▶ **Passage provided**:
#####

The findings, drawn from 1,935 questionnaires presented to U.S. service members throughout Iraq, conflict with statements by military commanders and Bush administration officials that portray the deployed troops as high-spirited and generally well-prepared. Though not obtained through scientific methods, the survey results suggest that a combination of difficult conditions, complex missions and prolonged tours in Iraq is wearing down a significant portion of the U.S. force and threatening to provoke a sizable exodus from military service.


In the first of a week-long series of articles, Stars and Stripes said yesterday that it undertook the survey in August after receiving scores of letters from troops who were upset with one aspect or another of the Iraq operation. The newspaper, which receives some funding from the Defense Department but functions without editorial control by the Pentagon, prepared 17 questions and sent three teams of reporters to Iraq to conduct the survey and related interviews at nearly 50 camps.


"We conducted a 'convenience survey,' meaning we gave it to those who happened to be available at the time rather than to a randomly selected cross section, so the results cannot necessarily be projected as representing the whole population," said David Mazzarella, the paper's editorial director here. "But we still think the findings are significant and make clear that the troops have a different idea of things than what their leaders have been saying."


Experts in public opinion and the military concurred that the poll was not necessarily representative, but they characterized it as a useful gauge of troop sentiment. "The numbers are consistent with what I suspect is going on there," said David Segal, a military sociologist at the University of Maryland at College Park. "I am getting a sense that there is a high and increasing level of demoralization and a growing sense of being in something they don't understand and aren't sure the American people understand."


The paper quoted Lt. Gen. Ricardo Sanchez, commander of U.S. forces in Iraq, saying in a Sept. 9 interview for the series that "there is no morale problem." He said complaints among troops are "expected" and part of "the Army's normal posture," whether the soldiers are deployed or not.


"We haven't had time to study the survey, but we take all indicators of morale seriously," said Bryan Whitman, a senior Pentagon spokesman. "It's the reason we've instituted several programs to address morale and welfare issues." A White House spokesman had no comment.


Some military experts pointed to good news for the administration in the survey. Military historian Eliot Cohen, who serves on a Pentagon advisory panel, noted that the proportion that said the war was worthwhile -- 67 percent -- and the proportion of troops that said they have a clearly defined mission -- 64 percent -- are "amazingly high." He added that complaints are typical. "American troops have a God-given right and tradition of grumbling," he said.

#####

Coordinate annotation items
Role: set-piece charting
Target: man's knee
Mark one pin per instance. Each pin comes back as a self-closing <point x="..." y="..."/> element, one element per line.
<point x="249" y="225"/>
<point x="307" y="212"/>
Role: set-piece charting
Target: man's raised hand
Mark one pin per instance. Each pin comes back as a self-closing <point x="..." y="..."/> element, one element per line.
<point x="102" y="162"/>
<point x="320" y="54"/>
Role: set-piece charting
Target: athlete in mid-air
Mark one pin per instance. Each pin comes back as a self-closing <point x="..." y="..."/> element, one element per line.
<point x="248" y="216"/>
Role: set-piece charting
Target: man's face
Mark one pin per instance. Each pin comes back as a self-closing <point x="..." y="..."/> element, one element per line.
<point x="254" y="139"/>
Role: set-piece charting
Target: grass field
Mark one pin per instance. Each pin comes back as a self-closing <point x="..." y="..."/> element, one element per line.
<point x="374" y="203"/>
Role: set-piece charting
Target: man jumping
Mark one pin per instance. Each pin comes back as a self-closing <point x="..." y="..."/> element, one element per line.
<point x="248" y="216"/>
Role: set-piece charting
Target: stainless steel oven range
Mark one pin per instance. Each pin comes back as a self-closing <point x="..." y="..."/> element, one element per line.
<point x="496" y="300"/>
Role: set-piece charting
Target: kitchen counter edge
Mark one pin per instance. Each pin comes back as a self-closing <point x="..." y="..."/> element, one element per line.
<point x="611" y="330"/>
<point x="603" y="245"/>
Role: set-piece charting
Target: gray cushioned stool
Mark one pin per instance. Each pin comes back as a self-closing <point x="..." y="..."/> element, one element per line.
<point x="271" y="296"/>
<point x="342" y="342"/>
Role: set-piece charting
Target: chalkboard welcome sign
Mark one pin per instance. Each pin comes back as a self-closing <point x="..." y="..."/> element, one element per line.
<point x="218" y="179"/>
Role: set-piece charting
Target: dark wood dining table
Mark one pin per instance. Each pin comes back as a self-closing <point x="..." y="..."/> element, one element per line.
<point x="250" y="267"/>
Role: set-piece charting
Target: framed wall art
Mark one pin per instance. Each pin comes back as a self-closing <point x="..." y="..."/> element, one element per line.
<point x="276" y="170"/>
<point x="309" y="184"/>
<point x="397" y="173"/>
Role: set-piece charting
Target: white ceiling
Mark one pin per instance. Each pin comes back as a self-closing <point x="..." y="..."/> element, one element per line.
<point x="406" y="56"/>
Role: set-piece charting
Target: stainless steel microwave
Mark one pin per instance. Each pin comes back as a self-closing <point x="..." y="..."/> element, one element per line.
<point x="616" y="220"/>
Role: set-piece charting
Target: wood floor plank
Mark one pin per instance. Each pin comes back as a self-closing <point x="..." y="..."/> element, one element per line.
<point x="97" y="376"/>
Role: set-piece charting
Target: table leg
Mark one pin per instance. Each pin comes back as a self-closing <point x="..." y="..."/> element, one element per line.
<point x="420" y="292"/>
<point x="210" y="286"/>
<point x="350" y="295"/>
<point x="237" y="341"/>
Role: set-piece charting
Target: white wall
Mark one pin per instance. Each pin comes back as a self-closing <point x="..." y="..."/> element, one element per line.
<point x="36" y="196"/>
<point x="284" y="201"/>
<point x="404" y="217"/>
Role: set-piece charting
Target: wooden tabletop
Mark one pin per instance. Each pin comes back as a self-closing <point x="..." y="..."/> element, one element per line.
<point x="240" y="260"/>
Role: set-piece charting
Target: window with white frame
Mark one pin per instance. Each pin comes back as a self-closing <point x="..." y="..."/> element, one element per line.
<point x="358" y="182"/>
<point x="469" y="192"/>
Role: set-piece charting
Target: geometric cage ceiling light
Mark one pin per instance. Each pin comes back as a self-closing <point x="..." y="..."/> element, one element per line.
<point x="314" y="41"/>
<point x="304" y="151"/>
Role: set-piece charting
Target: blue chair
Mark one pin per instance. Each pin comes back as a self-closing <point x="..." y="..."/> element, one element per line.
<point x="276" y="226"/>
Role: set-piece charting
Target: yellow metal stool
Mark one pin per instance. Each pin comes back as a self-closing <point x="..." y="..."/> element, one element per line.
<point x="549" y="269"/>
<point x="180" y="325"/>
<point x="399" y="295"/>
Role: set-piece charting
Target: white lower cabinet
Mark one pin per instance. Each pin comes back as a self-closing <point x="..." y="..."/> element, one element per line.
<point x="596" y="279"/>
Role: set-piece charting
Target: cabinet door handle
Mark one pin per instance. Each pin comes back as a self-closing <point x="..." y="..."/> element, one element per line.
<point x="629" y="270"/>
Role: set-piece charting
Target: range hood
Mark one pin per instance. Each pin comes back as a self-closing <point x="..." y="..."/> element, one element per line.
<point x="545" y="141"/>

#####

▶ **To do**:
Answer these about the troop morale article:
(a) How many questionnaires were the findings drawn from?
(b) How many questions did the newspaper prepare for the survey?
(c) What share of troops said they have a clearly defined mission?

▶ **Answer**:
(a) 1,935
(b) 17
(c) 64 percent